== Entries supplied
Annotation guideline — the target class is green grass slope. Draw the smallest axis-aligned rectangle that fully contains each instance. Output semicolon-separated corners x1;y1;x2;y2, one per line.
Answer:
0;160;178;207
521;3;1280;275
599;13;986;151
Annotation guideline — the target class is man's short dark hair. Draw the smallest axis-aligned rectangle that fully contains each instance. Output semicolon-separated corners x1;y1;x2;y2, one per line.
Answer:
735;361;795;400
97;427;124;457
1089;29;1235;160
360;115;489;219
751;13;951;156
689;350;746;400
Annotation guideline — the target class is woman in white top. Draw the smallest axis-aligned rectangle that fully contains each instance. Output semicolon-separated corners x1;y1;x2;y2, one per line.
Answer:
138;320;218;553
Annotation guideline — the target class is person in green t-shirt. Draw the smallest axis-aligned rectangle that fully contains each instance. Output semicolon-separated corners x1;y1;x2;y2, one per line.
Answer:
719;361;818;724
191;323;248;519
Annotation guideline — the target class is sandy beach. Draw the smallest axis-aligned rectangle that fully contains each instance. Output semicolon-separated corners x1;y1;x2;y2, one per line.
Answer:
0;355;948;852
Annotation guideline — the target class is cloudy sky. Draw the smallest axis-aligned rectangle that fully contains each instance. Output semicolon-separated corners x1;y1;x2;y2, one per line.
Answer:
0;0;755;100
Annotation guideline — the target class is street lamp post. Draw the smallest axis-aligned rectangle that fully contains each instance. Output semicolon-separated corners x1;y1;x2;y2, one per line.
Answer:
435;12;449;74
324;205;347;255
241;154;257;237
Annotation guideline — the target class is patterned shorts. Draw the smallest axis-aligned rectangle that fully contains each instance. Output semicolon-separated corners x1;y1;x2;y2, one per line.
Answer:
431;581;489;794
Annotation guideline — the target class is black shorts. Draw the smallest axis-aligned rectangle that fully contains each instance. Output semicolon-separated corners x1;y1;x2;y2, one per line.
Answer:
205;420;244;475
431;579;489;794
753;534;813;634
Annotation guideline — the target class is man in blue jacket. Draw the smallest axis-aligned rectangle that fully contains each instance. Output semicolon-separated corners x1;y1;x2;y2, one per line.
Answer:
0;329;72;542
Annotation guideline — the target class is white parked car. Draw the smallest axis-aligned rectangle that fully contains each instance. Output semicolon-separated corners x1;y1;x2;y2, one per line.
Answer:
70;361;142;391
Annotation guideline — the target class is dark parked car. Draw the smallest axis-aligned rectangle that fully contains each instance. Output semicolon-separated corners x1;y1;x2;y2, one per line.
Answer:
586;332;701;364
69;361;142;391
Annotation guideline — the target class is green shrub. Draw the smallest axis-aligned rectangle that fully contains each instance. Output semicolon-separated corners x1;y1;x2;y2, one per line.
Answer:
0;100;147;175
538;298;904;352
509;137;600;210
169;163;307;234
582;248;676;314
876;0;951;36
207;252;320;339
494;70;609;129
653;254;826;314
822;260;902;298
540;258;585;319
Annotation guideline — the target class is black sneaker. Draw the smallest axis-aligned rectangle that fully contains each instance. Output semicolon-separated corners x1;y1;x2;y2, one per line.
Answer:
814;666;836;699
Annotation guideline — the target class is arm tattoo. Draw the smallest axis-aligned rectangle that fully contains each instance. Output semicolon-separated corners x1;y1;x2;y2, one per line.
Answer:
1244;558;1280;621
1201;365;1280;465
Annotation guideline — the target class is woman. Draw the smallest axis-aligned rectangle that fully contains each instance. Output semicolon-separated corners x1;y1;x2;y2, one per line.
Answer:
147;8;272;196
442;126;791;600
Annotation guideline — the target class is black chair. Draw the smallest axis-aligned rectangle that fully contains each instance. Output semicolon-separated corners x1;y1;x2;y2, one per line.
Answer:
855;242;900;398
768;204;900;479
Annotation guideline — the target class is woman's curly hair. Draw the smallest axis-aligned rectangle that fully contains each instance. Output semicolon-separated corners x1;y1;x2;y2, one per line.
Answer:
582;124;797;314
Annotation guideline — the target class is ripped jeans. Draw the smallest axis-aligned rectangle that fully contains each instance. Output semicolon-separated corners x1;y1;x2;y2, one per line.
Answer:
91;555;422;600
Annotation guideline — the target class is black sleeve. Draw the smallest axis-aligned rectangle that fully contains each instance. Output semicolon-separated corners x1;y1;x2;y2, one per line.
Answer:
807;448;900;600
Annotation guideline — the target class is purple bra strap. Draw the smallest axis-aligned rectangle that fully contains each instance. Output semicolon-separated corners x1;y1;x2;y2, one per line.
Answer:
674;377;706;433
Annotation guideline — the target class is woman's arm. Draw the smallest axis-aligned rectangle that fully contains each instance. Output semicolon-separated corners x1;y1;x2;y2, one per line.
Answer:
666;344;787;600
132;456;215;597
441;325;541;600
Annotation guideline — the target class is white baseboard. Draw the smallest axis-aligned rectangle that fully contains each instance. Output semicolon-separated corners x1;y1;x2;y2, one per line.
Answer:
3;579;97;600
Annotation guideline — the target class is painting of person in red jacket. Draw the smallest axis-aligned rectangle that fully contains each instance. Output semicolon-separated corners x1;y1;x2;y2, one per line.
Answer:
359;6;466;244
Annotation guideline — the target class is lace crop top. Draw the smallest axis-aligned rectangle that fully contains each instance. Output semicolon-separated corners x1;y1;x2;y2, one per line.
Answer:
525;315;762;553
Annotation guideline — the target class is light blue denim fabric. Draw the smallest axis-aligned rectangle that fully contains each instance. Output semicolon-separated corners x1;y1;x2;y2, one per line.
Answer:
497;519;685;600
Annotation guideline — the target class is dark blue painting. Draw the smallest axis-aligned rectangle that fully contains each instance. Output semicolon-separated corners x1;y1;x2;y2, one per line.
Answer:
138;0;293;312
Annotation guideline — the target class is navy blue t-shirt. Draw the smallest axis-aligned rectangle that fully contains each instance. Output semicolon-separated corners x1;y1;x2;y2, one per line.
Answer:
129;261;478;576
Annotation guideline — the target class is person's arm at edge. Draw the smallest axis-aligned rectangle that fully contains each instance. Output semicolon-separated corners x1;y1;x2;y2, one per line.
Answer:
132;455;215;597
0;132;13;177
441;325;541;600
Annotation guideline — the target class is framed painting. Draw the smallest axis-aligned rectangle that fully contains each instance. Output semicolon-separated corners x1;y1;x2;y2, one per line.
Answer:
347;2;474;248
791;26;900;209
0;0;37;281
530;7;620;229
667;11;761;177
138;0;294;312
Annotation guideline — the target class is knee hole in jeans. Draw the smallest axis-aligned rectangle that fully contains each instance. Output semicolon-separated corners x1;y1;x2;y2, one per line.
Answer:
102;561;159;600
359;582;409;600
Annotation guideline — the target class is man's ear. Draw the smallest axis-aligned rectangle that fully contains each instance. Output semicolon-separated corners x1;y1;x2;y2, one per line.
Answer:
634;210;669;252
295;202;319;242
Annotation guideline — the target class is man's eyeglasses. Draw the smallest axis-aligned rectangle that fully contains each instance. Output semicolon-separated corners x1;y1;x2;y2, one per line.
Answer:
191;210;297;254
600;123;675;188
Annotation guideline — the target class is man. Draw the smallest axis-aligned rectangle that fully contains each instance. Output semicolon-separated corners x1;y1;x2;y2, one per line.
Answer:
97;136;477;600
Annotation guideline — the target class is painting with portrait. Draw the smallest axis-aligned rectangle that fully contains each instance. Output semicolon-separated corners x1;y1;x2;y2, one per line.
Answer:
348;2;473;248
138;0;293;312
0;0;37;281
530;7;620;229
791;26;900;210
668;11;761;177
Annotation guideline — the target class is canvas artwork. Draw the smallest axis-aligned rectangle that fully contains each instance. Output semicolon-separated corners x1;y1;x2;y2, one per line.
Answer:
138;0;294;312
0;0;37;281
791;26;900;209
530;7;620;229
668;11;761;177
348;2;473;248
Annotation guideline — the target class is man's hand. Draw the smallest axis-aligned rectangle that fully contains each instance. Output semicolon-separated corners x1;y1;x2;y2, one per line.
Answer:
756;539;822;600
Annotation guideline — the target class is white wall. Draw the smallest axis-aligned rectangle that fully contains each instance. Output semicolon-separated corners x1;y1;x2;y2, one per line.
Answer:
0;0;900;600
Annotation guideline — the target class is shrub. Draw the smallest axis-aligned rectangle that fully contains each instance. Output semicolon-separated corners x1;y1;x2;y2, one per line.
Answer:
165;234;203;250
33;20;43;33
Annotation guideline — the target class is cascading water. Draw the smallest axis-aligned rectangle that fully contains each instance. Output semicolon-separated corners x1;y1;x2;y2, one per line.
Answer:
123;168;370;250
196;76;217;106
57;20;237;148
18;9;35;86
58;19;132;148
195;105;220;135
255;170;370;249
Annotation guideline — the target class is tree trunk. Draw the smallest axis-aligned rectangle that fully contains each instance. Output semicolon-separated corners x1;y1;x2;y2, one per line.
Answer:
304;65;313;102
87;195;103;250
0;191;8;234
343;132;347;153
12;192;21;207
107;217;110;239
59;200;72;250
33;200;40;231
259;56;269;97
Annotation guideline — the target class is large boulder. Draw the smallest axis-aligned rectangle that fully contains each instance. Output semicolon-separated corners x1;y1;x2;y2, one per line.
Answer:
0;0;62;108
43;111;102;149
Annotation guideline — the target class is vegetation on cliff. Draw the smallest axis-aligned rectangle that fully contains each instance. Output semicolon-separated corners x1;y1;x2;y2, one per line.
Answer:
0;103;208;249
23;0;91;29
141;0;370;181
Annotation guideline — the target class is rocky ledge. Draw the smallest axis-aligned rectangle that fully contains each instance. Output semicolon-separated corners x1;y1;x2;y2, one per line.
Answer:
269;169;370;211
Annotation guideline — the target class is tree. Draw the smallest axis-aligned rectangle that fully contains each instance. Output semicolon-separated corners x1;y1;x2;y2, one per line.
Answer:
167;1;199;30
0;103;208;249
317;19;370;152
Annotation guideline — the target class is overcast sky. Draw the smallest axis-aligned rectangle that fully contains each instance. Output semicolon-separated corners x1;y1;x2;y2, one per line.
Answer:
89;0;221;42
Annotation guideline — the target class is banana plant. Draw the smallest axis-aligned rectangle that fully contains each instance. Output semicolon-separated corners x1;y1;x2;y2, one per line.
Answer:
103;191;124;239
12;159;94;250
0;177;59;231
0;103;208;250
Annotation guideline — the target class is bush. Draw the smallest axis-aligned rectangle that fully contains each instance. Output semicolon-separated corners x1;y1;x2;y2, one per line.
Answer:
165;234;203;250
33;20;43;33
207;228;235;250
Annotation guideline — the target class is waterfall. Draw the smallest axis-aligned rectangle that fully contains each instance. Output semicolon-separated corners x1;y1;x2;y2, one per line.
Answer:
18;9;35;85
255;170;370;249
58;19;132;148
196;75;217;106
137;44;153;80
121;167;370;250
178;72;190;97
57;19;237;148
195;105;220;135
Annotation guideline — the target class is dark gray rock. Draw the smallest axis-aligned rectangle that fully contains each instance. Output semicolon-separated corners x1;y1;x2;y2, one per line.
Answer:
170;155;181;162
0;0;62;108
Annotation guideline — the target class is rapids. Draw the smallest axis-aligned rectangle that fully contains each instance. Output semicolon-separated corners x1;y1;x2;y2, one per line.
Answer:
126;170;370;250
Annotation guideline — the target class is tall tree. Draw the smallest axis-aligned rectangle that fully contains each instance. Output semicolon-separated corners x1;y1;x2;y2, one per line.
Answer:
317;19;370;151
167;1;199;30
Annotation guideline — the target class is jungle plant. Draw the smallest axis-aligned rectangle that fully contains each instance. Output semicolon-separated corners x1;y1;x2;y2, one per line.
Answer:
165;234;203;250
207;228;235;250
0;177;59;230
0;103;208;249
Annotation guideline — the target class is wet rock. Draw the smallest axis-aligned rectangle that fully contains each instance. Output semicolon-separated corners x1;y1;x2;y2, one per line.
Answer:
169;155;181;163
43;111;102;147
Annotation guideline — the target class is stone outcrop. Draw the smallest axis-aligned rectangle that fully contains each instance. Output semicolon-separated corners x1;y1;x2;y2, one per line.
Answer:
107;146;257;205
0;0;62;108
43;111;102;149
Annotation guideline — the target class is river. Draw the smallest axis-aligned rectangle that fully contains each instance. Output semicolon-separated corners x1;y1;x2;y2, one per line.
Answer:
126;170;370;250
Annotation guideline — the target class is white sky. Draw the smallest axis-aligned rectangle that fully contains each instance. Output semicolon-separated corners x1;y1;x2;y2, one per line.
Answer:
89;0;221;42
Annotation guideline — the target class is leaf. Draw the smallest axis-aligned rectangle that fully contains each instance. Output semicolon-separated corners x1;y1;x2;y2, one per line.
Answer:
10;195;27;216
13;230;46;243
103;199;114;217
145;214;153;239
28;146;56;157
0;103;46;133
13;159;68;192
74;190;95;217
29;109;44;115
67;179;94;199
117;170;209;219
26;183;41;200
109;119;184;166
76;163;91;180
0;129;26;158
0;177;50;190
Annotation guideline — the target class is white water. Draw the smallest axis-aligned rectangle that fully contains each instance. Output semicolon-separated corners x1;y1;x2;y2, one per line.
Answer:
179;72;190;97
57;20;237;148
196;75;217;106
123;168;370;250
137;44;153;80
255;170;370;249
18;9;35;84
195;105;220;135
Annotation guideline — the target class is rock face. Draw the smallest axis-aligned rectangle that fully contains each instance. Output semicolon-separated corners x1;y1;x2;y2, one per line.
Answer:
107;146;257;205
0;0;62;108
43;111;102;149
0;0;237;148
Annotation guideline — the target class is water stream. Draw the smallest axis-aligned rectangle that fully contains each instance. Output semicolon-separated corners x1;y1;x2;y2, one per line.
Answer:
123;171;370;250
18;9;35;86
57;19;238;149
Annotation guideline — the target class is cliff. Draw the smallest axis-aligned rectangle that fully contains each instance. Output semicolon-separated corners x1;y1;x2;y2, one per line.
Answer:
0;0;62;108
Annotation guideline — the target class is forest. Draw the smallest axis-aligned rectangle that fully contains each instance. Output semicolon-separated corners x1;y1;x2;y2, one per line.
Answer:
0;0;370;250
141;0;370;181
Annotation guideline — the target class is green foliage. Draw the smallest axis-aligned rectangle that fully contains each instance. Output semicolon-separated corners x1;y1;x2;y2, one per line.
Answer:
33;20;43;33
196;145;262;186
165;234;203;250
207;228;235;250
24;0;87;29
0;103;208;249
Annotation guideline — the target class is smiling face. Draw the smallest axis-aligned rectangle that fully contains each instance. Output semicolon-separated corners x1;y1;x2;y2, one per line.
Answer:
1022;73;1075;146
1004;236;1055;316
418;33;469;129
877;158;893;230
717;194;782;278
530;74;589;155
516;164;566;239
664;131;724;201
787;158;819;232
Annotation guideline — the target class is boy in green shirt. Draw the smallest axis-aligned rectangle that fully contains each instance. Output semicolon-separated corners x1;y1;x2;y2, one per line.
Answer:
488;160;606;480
====
Update everything from the line that contains "Annotation guideline — the target class is black shorts." down to the line that contains "442;126;791;600", changing every "Annotation guideline" to "Labeling rule" and leaving the rest unchanged. Give back those lines only.

**Response to the exercise**
Labeling rule — the target class is black shorts. Draw the smallest axis-aligned rectangle that fully contains each instance. Output semicolon-separated corners x1;y1;x2;y2, one per line.
Answer:
205;420;244;475
431;579;489;794
753;534;813;634
Labeling rule — the target class is man in blue jacket. Draw the smallest axis-aligned rectangle that fully contains each instance. Output semicolon-separated corners x1;y1;x2;y2, one per line.
Answer:
0;329;72;542
Labeling rule — the target class is white parked car. Draw the smallest axis-aligned rectangle that fully contains each instance. Output semicolon-separated corners x1;y1;x2;y2, one per line.
Answer:
70;361;142;391
Labeling rule — the target class is dark parked car. Draw the smallest axis-aligned rectangle that fully contains each instance. Output semicolon-separated corners x1;y1;x2;y2, one per line.
Answer:
586;332;701;364
69;361;142;391
Labeling rule — the target class is green shrub. Draw the smallest axis-aligned rectangle that fully contains each instance. Output semicolon-separated corners x1;y1;x2;y2, one per line.
Answer:
0;100;147;175
538;298;904;352
509;137;600;210
169;163;307;234
582;248;676;314
876;0;951;36
207;252;320;339
494;70;609;129
653;254;826;314
822;260;902;298
540;258;585;319
Labeling rule — the target class is black sneaker. Draw the smallest axis-aligned rectangle that fully contains each instance. Output semicolon-separated corners x1;y1;x2;y2, one per line.
Answer:
814;666;836;699
Labeling rule — the target class is arm tattoo. Draw the smallest axis-aligned rectangle that fully contains each instance. Output semicolon-separated corners x1;y1;x2;y2, one per line.
Answer:
1244;558;1280;621
1201;365;1280;465
Labeling rule — the target class is woman. Draw the smallest axis-aligned rectangle that fully contains each instance. Output semicolon-separated corners x1;y1;x2;y2, one per line.
Answer:
147;8;272;196
442;126;791;600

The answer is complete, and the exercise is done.